Under this task are some entries; return every one of them exactly.
• • • •
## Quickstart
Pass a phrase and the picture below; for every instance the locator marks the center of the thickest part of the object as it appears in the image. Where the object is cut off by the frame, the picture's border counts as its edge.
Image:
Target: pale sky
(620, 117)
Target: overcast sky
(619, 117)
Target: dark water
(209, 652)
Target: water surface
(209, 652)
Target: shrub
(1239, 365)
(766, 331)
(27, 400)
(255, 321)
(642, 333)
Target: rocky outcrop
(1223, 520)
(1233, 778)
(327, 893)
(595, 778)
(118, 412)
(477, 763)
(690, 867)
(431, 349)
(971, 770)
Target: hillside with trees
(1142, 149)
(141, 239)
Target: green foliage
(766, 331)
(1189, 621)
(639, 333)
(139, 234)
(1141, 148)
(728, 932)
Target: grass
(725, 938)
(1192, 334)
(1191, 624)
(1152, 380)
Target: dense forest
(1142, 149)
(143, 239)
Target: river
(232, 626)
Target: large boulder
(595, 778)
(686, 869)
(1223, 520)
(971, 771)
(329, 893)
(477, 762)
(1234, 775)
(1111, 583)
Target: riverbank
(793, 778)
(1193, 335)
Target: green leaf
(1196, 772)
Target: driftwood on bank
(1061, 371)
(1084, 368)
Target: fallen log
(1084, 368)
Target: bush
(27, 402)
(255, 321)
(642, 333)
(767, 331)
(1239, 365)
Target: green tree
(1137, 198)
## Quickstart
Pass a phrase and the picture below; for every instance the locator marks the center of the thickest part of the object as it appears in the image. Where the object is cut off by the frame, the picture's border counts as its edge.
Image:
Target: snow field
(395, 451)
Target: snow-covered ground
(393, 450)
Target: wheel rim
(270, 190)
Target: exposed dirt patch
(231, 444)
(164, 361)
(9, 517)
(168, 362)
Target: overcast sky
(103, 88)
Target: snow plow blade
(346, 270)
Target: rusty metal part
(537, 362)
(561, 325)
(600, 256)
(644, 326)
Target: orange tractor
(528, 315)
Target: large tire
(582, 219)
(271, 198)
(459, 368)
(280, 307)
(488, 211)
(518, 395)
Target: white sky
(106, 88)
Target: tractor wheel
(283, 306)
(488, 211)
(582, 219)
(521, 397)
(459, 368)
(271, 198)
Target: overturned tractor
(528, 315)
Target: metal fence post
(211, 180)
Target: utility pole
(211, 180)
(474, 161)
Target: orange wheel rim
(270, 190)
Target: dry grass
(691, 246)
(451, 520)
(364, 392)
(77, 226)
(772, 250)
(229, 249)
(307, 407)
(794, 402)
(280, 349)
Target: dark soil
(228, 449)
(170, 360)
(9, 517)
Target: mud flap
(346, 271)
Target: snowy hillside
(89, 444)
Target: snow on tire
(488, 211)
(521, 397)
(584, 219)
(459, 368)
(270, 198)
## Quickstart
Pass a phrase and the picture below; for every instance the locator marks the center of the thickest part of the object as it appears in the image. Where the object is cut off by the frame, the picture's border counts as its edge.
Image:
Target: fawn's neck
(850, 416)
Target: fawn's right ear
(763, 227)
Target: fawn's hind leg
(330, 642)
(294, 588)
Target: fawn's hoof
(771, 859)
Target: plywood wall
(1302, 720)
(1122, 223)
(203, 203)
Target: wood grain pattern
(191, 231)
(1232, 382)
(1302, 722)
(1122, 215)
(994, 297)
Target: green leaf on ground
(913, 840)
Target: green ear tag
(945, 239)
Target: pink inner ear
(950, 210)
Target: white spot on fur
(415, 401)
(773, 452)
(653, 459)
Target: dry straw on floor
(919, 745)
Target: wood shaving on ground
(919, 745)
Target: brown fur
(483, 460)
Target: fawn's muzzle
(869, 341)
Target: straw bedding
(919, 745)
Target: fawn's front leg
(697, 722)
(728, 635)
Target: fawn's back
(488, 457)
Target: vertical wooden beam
• • • •
◆ **TASK ANSWER**
## Quickstart
Pass a phrase and the picture below; for every instance the locator marks the center of the thickest part of the object as it appears in the image. Where the object is cut off by the frame, the picture's border counts as its edge.
Image:
Target: pale sky
(620, 117)
Target: overcast sky
(619, 117)
Target: dark water
(209, 652)
Target: water surface
(209, 652)
Target: shrub
(1239, 365)
(766, 331)
(27, 400)
(255, 321)
(642, 333)
Target: rocky outcrop
(1223, 520)
(1233, 778)
(327, 893)
(595, 778)
(118, 412)
(477, 763)
(690, 867)
(431, 349)
(971, 770)
Target: hillside with trees
(1142, 149)
(141, 239)
Target: green foliage
(766, 331)
(1189, 621)
(639, 333)
(139, 234)
(1141, 148)
(728, 932)
Target: grass
(725, 938)
(1192, 334)
(1191, 624)
(1152, 380)
Target: dense forest
(1142, 149)
(143, 239)
Target: river
(232, 626)
Target: large boulder
(595, 778)
(686, 869)
(1223, 520)
(971, 771)
(329, 893)
(477, 762)
(1234, 775)
(1111, 583)
Target: riverbank
(793, 778)
(1193, 335)
Target: green leaf
(1196, 772)
Target: driftwood on bank
(1061, 371)
(1084, 368)
Target: fallen log
(1084, 368)
Target: bush
(27, 402)
(255, 321)
(642, 333)
(767, 331)
(1239, 365)
Target: green tree
(1137, 198)
## Quickstart
Pass a phrase and the picture below; for every instance the locator marks the center of the thickest part of the object as it appears in the image. Where the object is cut off by the frame, the picture's border counts as its edge.
Image:
Target: snow field
(395, 451)
Target: snow-covered ground
(393, 450)
Target: wheel rim
(270, 190)
Target: exposed dirt patch
(231, 444)
(164, 361)
(9, 517)
(168, 362)
Target: overcast sky
(103, 88)
Target: snow plow blade
(346, 270)
Target: rusty metal part
(537, 362)
(561, 325)
(600, 256)
(644, 326)
Target: orange tractor
(528, 315)
Target: large tire
(582, 219)
(271, 198)
(459, 368)
(280, 307)
(488, 211)
(518, 395)
Target: white sky
(106, 88)
Target: tractor wheel
(283, 306)
(488, 211)
(582, 219)
(521, 397)
(459, 368)
(271, 198)
Target: overturned tractor
(528, 315)
Target: metal fence post
(211, 180)
Target: utility pole
(211, 180)
(474, 161)
Target: orange wheel rim
(270, 190)
Target: dry grass
(691, 246)
(451, 520)
(364, 392)
(77, 226)
(772, 250)
(229, 249)
(307, 407)
(794, 402)
(280, 349)
Target: dark soil
(228, 449)
(170, 360)
(9, 517)
Target: mud flap
(346, 271)
Target: snowy hillside
(89, 444)
Target: snow on tire
(488, 211)
(521, 397)
(584, 219)
(459, 368)
(270, 198)
## Quickstart
Pass a phrase and the picture below; for every instance the locator marks the center of the thickest part of the object as it appears in the image. Where the object is cut off by the frame, the picture's border counts as its edge.
Image:
Target: fawn's neck
(850, 416)
Target: fawn's right ear
(763, 227)
Target: fawn's hind leg
(330, 642)
(294, 588)
Target: fawn's hoof
(771, 859)
Target: plywood wall
(1302, 720)
(1122, 223)
(203, 203)
Target: wood grain pattern
(191, 231)
(1232, 382)
(1302, 722)
(1122, 215)
(994, 297)
Target: green leaf on ground
(913, 840)
Target: green ear tag
(945, 239)
Target: pink inner ear
(950, 210)
Target: white spot on fur
(415, 401)
(773, 452)
(653, 459)
Target: dry straw on floor
(919, 745)
Target: wood shaving on ground
(919, 745)
Target: brown fur
(483, 460)
Target: fawn's muzzle
(869, 341)
Target: straw bedding
(919, 745)
Target: fawn's front leg
(697, 722)
(728, 635)
Target: fawn's back
(488, 457)
Target: vertical wooden beam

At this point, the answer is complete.